# [WHAT THIS TASK INVOLVES]
Render every line of all the rows below as a JSON list of strings, with one string per line and blank lines omitted.

# [RECORD LIST]
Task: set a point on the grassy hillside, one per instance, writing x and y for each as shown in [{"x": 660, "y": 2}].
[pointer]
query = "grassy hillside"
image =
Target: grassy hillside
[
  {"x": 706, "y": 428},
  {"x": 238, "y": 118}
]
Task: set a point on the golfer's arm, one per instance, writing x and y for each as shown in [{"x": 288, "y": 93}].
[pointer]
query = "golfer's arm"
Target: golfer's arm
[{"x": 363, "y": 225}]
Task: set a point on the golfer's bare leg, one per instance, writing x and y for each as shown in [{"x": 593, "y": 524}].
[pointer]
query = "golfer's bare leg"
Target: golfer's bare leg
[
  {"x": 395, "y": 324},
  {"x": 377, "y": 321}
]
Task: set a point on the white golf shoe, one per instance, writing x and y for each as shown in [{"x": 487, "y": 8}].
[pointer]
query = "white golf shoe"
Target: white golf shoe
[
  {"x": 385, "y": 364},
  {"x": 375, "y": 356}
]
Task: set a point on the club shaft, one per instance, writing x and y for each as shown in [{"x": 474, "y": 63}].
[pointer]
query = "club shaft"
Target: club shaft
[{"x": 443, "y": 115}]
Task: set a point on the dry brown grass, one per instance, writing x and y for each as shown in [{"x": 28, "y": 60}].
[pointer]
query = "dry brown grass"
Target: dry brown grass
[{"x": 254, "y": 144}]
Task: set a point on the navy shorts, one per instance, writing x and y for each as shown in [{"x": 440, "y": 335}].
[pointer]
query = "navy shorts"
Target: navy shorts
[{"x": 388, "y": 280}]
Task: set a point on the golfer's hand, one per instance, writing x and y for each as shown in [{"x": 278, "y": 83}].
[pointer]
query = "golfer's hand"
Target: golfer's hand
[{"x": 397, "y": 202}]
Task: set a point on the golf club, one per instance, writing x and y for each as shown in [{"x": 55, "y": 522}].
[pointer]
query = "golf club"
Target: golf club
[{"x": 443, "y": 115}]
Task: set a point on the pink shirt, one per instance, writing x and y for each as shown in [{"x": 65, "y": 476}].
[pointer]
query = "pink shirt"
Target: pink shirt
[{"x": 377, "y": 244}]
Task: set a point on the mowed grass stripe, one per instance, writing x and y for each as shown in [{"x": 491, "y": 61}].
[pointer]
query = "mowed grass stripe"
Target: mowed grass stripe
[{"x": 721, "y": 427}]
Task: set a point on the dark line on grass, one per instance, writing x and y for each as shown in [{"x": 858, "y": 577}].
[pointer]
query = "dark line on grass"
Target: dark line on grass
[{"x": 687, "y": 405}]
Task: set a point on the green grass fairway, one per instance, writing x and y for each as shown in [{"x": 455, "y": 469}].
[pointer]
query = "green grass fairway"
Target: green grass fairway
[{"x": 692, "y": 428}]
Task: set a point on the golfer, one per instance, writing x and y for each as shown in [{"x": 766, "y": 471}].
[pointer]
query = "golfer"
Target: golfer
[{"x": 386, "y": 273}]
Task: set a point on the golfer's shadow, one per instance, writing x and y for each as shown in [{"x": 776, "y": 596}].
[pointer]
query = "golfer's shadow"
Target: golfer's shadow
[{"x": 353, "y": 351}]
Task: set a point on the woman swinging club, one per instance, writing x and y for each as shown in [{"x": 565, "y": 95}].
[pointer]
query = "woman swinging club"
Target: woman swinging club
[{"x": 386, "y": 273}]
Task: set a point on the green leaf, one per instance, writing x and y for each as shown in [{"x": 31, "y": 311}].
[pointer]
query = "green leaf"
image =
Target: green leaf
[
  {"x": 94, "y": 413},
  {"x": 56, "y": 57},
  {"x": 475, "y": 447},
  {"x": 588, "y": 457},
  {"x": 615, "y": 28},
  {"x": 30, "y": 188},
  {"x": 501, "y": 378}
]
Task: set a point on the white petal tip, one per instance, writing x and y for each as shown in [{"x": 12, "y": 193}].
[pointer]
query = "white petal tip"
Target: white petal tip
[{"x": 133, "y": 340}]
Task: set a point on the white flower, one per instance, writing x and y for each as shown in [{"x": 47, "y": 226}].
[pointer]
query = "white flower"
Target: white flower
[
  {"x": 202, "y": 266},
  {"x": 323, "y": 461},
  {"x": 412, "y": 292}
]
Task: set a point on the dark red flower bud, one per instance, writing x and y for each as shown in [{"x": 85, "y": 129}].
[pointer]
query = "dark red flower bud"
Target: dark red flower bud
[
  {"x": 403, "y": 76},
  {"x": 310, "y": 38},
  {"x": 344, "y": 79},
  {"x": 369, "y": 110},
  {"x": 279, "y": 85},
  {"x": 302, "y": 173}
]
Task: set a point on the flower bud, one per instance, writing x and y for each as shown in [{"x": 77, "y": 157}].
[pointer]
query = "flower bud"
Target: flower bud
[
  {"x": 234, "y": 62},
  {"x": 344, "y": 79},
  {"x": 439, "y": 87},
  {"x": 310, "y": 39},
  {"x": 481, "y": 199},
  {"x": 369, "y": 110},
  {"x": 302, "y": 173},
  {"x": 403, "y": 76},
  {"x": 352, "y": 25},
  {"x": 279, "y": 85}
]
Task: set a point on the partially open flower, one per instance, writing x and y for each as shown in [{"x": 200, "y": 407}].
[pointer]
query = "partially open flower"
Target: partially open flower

# [COMPLETE ANSWER]
[
  "Task: set a point on the grassy hillside, one per instance, writing x and y for each as shown in [{\"x\": 660, \"y\": 2}].",
  "[pointer]",
  "query = \"grassy hillside\"",
  "image =",
  "Target: grassy hillside",
  "[",
  "  {\"x\": 706, \"y\": 428},",
  "  {\"x\": 238, \"y\": 118}",
  "]",
  "Task: set a point on the golfer's arm, one per instance, writing x and y for each as shown in [{\"x\": 288, \"y\": 93}].",
  "[pointer]",
  "query = \"golfer's arm\"",
  "Target: golfer's arm",
  "[{\"x\": 363, \"y\": 225}]",
  "Task: set a point on the golfer's bare leg, one per instance, writing x and y for each as shown in [{\"x\": 593, \"y\": 524}].",
  "[pointer]",
  "query = \"golfer's bare leg\"",
  "Target: golfer's bare leg",
  "[",
  "  {\"x\": 395, \"y\": 324},",
  "  {\"x\": 377, \"y\": 321}",
  "]",
  "Task: set a point on the white golf shoe, one per instance, writing x and y for each as shown in [{\"x\": 487, \"y\": 8}].",
  "[pointer]",
  "query = \"white golf shoe\"",
  "Target: white golf shoe",
  "[",
  "  {\"x\": 385, \"y\": 364},",
  "  {\"x\": 375, \"y\": 356}",
  "]",
  "Task: set a point on the club shaft, one per instance, writing x and y for each as shown in [{\"x\": 474, \"y\": 63}].",
  "[pointer]",
  "query = \"club shaft\"",
  "Target: club shaft",
  "[{\"x\": 443, \"y\": 115}]",
  "Task: set a point on the dry brown grass, one per instance, writing x and y for each as shown in [{\"x\": 28, \"y\": 60}].",
  "[pointer]",
  "query = \"dry brown grass\"",
  "Target: dry brown grass",
  "[{\"x\": 254, \"y\": 144}]",
  "Task: set a point on the navy shorts, one per instance, writing x and y for each as shown in [{\"x\": 440, \"y\": 335}].",
  "[pointer]",
  "query = \"navy shorts\"",
  "Target: navy shorts",
  "[{\"x\": 388, \"y\": 280}]",
  "Task: set a point on the golfer's hand, one per instance, writing x and y for each as shown in [{\"x\": 278, \"y\": 83}].",
  "[pointer]",
  "query = \"golfer's hand\"",
  "Target: golfer's hand",
  "[{\"x\": 397, \"y\": 202}]",
  "Task: set a point on the golf club, one per instance, writing x and y for each as shown in [{\"x\": 55, \"y\": 522}].",
  "[pointer]",
  "query = \"golf club\"",
  "Target: golf club",
  "[{\"x\": 443, \"y\": 115}]",
  "Task: set a point on the pink shirt, one per instance, writing x and y for each as shown in [{\"x\": 65, \"y\": 476}].",
  "[pointer]",
  "query = \"pink shirt\"",
  "Target: pink shirt",
  "[{\"x\": 377, \"y\": 244}]",
  "Task: set a point on the mowed grass stripe, one per instance, writing x and y for each as shown in [{\"x\": 491, \"y\": 61}].",
  "[pointer]",
  "query = \"mowed grass stripe\"",
  "Target: mowed grass stripe",
  "[{\"x\": 721, \"y\": 427}]",
  "Task: set a point on the dark line on grass, one per instance, writing x and y for each as shown in [{\"x\": 858, \"y\": 577}].",
  "[pointer]",
  "query = \"dark line on grass\"",
  "Target: dark line on grass",
  "[{\"x\": 687, \"y\": 405}]",
  "Task: set a point on the green grass fairway, one per instance, writing x and y for each as shown in [{\"x\": 455, \"y\": 469}].",
  "[pointer]",
  "query = \"green grass fairway\"",
  "Target: green grass fairway",
  "[{\"x\": 692, \"y\": 428}]",
  "Task: set a point on the golfer, one per instance, writing x and y for each as shown in [{\"x\": 766, \"y\": 471}].",
  "[pointer]",
  "query = \"golfer\"",
  "Target: golfer",
  "[{\"x\": 386, \"y\": 273}]",
  "Task: set a point on the golfer's shadow, one per instance, writing x and y for each as shown in [{\"x\": 776, \"y\": 596}].",
  "[pointer]",
  "query = \"golfer's shadow\"",
  "Target: golfer's shadow",
  "[{\"x\": 353, \"y\": 351}]",
  "Task: set a point on the woman swinging club, one per instance, writing x and y for each as shown in [{\"x\": 565, \"y\": 95}].",
  "[pointer]",
  "query = \"woman swinging club\"",
  "Target: woman swinging club",
  "[{\"x\": 386, \"y\": 273}]",
  "Task: set a point on the green leaf, one per instance, writing x and y for each as shown in [{\"x\": 31, \"y\": 311}].",
  "[pointer]",
  "query = \"green leaf\"",
  "image =",
  "Target: green leaf",
  "[",
  "  {\"x\": 94, \"y\": 413},",
  "  {\"x\": 56, \"y\": 57},",
  "  {\"x\": 475, \"y\": 447},",
  "  {\"x\": 588, \"y\": 457},",
  "  {\"x\": 615, \"y\": 28},",
  "  {\"x\": 30, \"y\": 188},",
  "  {\"x\": 501, \"y\": 378}",
  "]",
  "Task: set a point on the white petal tip, one per instance, writing x and y for each as shown in [{\"x\": 12, \"y\": 193}].",
  "[pointer]",
  "query = \"white petal tip\"",
  "Target: white petal tip",
  "[{\"x\": 133, \"y\": 340}]",
  "Task: set a point on the white flower, one per instance, writing x and y for each as shown in [{\"x\": 47, \"y\": 226}].",
  "[pointer]",
  "query = \"white flower\"",
  "Target: white flower",
  "[",
  "  {\"x\": 202, \"y\": 266},",
  "  {\"x\": 323, \"y\": 461},",
  "  {\"x\": 412, \"y\": 292}",
  "]",
  "Task: set a point on the dark red flower bud, one per instance, writing x and y for each as shown in [{\"x\": 85, \"y\": 129}].",
  "[pointer]",
  "query = \"dark red flower bud\"",
  "Target: dark red flower bud",
  "[",
  "  {\"x\": 403, \"y\": 76},",
  "  {\"x\": 310, \"y\": 38},",
  "  {\"x\": 344, \"y\": 79},",
  "  {\"x\": 369, \"y\": 110},",
  "  {\"x\": 279, \"y\": 85},",
  "  {\"x\": 302, \"y\": 173}",
  "]",
  "Task: set a point on the flower bud, one per instance, writing x and y for each as shown in [{\"x\": 77, \"y\": 157}].",
  "[pointer]",
  "query = \"flower bud\"",
  "Target: flower bud",
  "[",
  "  {\"x\": 234, \"y\": 62},",
  "  {\"x\": 344, \"y\": 79},",
  "  {\"x\": 439, \"y\": 87},",
  "  {\"x\": 310, \"y\": 39},",
  "  {\"x\": 481, \"y\": 199},",
  "  {\"x\": 369, \"y\": 110},",
  "  {\"x\": 302, \"y\": 173},",
  "  {\"x\": 403, \"y\": 76},",
  "  {\"x\": 352, \"y\": 25},",
  "  {\"x\": 279, \"y\": 85}",
  "]",
  "Task: set a point on the partially open flower, one per instance, writing x and y for each as shown in [{\"x\": 200, \"y\": 407}].",
  "[pointer]",
  "query = \"partially open flower\"",
  "Target: partially open flower"
]